=== Entries shown ===

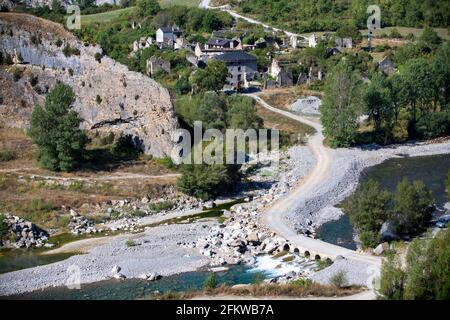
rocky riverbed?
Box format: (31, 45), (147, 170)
(0, 222), (212, 296)
(285, 139), (450, 241)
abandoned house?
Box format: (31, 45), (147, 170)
(213, 51), (258, 89)
(335, 37), (353, 49)
(378, 56), (395, 75)
(147, 56), (171, 76)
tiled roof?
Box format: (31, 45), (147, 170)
(215, 51), (257, 63)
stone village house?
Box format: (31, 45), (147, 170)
(213, 51), (258, 90)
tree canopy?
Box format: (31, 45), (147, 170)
(29, 83), (86, 172)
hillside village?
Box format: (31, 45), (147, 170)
(0, 0), (449, 302)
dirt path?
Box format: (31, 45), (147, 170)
(0, 168), (180, 181)
(249, 94), (381, 299)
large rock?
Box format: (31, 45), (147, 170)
(379, 221), (399, 242)
(0, 13), (178, 157)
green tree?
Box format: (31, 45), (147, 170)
(390, 178), (434, 235)
(226, 95), (263, 130)
(29, 83), (86, 172)
(343, 180), (392, 248)
(401, 58), (435, 126)
(380, 228), (450, 300)
(174, 75), (191, 95)
(320, 60), (364, 147)
(365, 73), (392, 133)
(177, 164), (240, 200)
(203, 273), (217, 290)
(135, 0), (160, 18)
(432, 42), (450, 106)
(419, 27), (442, 49)
(191, 60), (228, 94)
(379, 253), (406, 300)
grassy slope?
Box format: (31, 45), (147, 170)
(80, 7), (134, 25)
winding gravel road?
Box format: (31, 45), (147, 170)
(250, 94), (381, 297)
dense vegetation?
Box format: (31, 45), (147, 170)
(344, 178), (435, 248)
(237, 0), (450, 33)
(322, 34), (450, 147)
(29, 83), (87, 172)
(379, 227), (450, 300)
(175, 93), (264, 199)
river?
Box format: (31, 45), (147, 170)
(317, 153), (450, 249)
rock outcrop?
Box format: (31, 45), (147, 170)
(0, 13), (178, 157)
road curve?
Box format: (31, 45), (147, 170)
(249, 94), (381, 268)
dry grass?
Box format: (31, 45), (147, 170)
(151, 283), (363, 300)
(259, 87), (323, 111)
(0, 128), (177, 229)
(257, 105), (315, 136)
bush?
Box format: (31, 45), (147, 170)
(203, 273), (217, 290)
(112, 134), (140, 160)
(175, 76), (191, 95)
(148, 201), (175, 212)
(415, 112), (450, 139)
(177, 164), (241, 200)
(29, 75), (38, 87)
(68, 180), (84, 191)
(0, 149), (16, 162)
(0, 214), (8, 243)
(13, 68), (23, 82)
(100, 132), (115, 145)
(379, 254), (406, 299)
(94, 52), (102, 63)
(96, 95), (102, 104)
(330, 271), (347, 288)
(125, 239), (136, 247)
(62, 44), (80, 57)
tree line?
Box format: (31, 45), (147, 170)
(344, 178), (435, 249)
(321, 33), (450, 148)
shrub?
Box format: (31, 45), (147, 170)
(55, 39), (63, 47)
(112, 134), (140, 160)
(0, 214), (8, 242)
(125, 239), (136, 247)
(203, 273), (217, 290)
(177, 164), (241, 200)
(100, 132), (115, 145)
(330, 271), (348, 288)
(96, 95), (102, 104)
(94, 52), (102, 63)
(68, 68), (74, 76)
(415, 112), (450, 139)
(0, 149), (16, 162)
(29, 75), (38, 87)
(148, 201), (175, 212)
(13, 68), (23, 82)
(68, 180), (84, 191)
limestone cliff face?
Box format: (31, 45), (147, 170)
(0, 13), (178, 157)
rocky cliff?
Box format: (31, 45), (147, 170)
(0, 13), (178, 157)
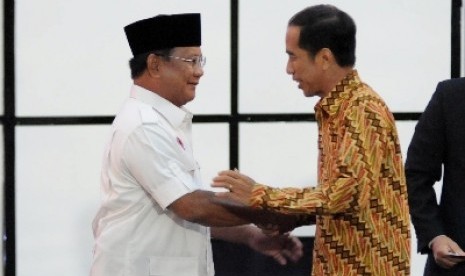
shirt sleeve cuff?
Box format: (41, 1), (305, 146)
(250, 184), (268, 208)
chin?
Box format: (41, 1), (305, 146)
(302, 87), (323, 98)
(188, 92), (196, 102)
(183, 90), (196, 102)
(303, 90), (316, 98)
(183, 95), (195, 106)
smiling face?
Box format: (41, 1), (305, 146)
(158, 47), (204, 106)
(285, 26), (326, 98)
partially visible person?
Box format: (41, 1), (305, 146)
(90, 13), (303, 276)
(405, 78), (465, 275)
(212, 4), (411, 275)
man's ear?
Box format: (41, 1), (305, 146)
(316, 48), (334, 70)
(147, 53), (160, 74)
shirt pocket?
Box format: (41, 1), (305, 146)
(168, 160), (201, 191)
(149, 256), (199, 276)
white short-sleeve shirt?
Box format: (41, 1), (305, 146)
(91, 85), (214, 276)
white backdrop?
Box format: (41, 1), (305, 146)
(13, 0), (453, 275)
(16, 0), (231, 116)
(239, 0), (450, 113)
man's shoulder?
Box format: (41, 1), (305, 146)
(138, 104), (160, 124)
(348, 84), (388, 110)
(435, 77), (465, 102)
(440, 77), (465, 86)
(113, 99), (161, 129)
(438, 77), (465, 92)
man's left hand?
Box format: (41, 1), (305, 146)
(212, 170), (255, 205)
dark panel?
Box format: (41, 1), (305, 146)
(212, 237), (314, 276)
(4, 0), (16, 275)
(451, 0), (462, 78)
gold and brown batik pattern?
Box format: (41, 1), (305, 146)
(250, 70), (411, 275)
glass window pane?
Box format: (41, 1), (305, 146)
(16, 125), (109, 276)
(239, 0), (450, 113)
(16, 0), (230, 116)
(192, 123), (229, 189)
(239, 122), (318, 236)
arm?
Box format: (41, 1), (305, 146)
(405, 85), (446, 253)
(406, 82), (465, 268)
(123, 123), (307, 229)
(214, 100), (390, 216)
(119, 123), (269, 227)
(170, 190), (313, 231)
(168, 190), (249, 226)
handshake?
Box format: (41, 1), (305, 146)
(212, 169), (315, 235)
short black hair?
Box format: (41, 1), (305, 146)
(288, 4), (356, 67)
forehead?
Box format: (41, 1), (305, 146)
(285, 26), (301, 46)
(286, 25), (309, 57)
(285, 26), (306, 57)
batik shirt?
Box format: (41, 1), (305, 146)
(250, 70), (411, 275)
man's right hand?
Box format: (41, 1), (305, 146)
(430, 235), (465, 269)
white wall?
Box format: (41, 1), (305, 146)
(13, 0), (454, 275)
(239, 0), (450, 113)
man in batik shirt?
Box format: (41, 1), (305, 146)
(213, 5), (411, 276)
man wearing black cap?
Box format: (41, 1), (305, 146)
(90, 13), (303, 276)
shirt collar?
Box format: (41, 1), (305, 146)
(130, 85), (193, 128)
(316, 69), (362, 116)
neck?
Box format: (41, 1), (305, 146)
(321, 67), (353, 97)
(134, 75), (176, 105)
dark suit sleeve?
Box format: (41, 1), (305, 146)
(405, 82), (446, 254)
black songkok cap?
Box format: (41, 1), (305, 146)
(124, 13), (201, 56)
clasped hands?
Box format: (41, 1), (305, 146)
(212, 169), (288, 236)
(212, 170), (303, 264)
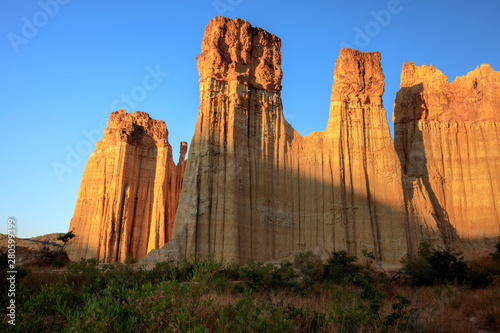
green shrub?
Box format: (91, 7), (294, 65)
(177, 259), (194, 281)
(269, 260), (298, 289)
(124, 253), (136, 265)
(466, 260), (500, 288)
(240, 260), (270, 290)
(402, 239), (467, 286)
(17, 283), (83, 332)
(146, 261), (177, 282)
(384, 295), (419, 331)
(240, 260), (298, 291)
(491, 240), (500, 261)
(428, 249), (467, 283)
(221, 262), (241, 281)
(324, 250), (361, 283)
(0, 249), (8, 270)
(67, 257), (106, 293)
(34, 245), (70, 267)
(52, 254), (66, 267)
(294, 251), (324, 284)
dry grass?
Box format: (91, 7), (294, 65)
(197, 282), (500, 332)
(10, 249), (500, 332)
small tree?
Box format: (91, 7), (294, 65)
(57, 230), (76, 250)
(402, 239), (467, 285)
(491, 240), (500, 261)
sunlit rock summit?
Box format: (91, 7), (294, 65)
(66, 110), (186, 262)
(68, 17), (499, 264)
(394, 62), (500, 256)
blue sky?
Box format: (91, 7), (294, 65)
(1, 0), (499, 238)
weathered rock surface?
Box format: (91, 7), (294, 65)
(66, 110), (187, 262)
(69, 18), (499, 266)
(394, 63), (500, 253)
(142, 17), (440, 265)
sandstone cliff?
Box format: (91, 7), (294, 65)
(394, 63), (500, 254)
(66, 110), (187, 262)
(142, 17), (439, 265)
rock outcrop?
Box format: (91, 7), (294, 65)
(68, 17), (499, 266)
(394, 63), (500, 254)
(142, 17), (440, 265)
(67, 110), (187, 262)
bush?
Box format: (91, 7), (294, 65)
(294, 251), (324, 285)
(34, 245), (70, 267)
(384, 295), (419, 331)
(0, 249), (8, 270)
(324, 251), (360, 283)
(491, 240), (500, 261)
(402, 239), (467, 286)
(240, 260), (298, 291)
(124, 253), (136, 265)
(221, 262), (241, 281)
(146, 261), (177, 282)
(467, 260), (500, 288)
(177, 259), (194, 281)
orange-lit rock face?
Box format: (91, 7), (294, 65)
(66, 110), (186, 263)
(330, 48), (384, 104)
(395, 63), (500, 123)
(394, 63), (500, 251)
(142, 17), (441, 266)
(196, 17), (282, 91)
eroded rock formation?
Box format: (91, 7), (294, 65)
(394, 63), (500, 254)
(142, 17), (440, 265)
(69, 17), (499, 266)
(67, 110), (187, 262)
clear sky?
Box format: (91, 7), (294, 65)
(1, 0), (499, 238)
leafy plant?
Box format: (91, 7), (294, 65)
(491, 240), (500, 261)
(240, 260), (298, 291)
(402, 239), (467, 286)
(294, 250), (324, 285)
(124, 253), (136, 265)
(324, 250), (361, 283)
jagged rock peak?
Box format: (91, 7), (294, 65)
(394, 62), (500, 123)
(330, 48), (385, 105)
(196, 16), (282, 91)
(101, 109), (169, 148)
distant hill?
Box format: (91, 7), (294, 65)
(0, 232), (65, 252)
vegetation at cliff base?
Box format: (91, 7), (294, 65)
(1, 240), (500, 332)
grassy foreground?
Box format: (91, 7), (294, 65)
(2, 242), (500, 332)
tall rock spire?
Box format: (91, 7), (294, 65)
(67, 110), (187, 262)
(142, 17), (439, 265)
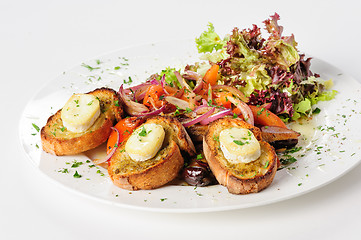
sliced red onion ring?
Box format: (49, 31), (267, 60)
(165, 96), (189, 110)
(149, 78), (160, 85)
(119, 85), (149, 115)
(126, 82), (152, 93)
(93, 127), (120, 165)
(160, 74), (169, 95)
(212, 85), (249, 103)
(182, 107), (215, 127)
(132, 105), (166, 117)
(200, 109), (233, 125)
(183, 70), (204, 93)
(228, 96), (254, 125)
(174, 71), (192, 91)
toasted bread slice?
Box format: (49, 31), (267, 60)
(41, 88), (123, 155)
(203, 118), (278, 194)
(108, 116), (194, 190)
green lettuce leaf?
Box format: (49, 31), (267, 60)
(195, 23), (227, 53)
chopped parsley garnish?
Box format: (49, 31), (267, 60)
(313, 107), (321, 114)
(71, 161), (83, 168)
(263, 161), (269, 169)
(114, 66), (121, 70)
(124, 76), (133, 84)
(196, 154), (203, 160)
(138, 126), (148, 137)
(58, 168), (69, 173)
(32, 123), (40, 132)
(233, 140), (247, 145)
(73, 171), (82, 178)
(114, 100), (120, 106)
(81, 63), (100, 71)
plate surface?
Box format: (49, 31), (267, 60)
(19, 39), (361, 213)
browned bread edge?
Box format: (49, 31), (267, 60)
(41, 87), (123, 156)
(203, 118), (278, 194)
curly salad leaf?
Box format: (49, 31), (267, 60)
(195, 13), (336, 122)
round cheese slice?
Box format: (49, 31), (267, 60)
(61, 94), (101, 133)
(125, 123), (165, 162)
(219, 127), (261, 164)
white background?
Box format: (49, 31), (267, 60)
(2, 0), (361, 239)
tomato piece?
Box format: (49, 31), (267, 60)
(106, 117), (144, 155)
(203, 64), (219, 86)
(249, 105), (287, 128)
(143, 85), (165, 109)
(214, 92), (232, 109)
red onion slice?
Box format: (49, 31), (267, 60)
(160, 74), (170, 95)
(182, 107), (215, 127)
(174, 71), (192, 91)
(228, 96), (254, 125)
(132, 105), (166, 117)
(199, 109), (233, 125)
(212, 85), (249, 103)
(165, 96), (190, 110)
(183, 70), (204, 93)
(93, 127), (120, 165)
(119, 85), (149, 115)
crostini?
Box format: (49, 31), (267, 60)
(108, 116), (195, 190)
(41, 88), (123, 155)
(203, 118), (278, 194)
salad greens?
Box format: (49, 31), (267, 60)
(194, 13), (336, 121)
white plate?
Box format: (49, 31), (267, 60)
(19, 39), (361, 213)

===

**Exercise directions**
Copy nothing past the line containing "tiled roof?": reproduce every line from the start of the records up to it, skipping pictures.

**Task output**
rocky riverbed?
Box format: (31, 45), (147, 170)
(0, 222), (212, 296)
(285, 139), (450, 241)
abandoned house?
Box format: (31, 45), (147, 170)
(213, 51), (258, 89)
(335, 37), (353, 49)
(378, 56), (395, 75)
(147, 56), (171, 76)
tiled roof?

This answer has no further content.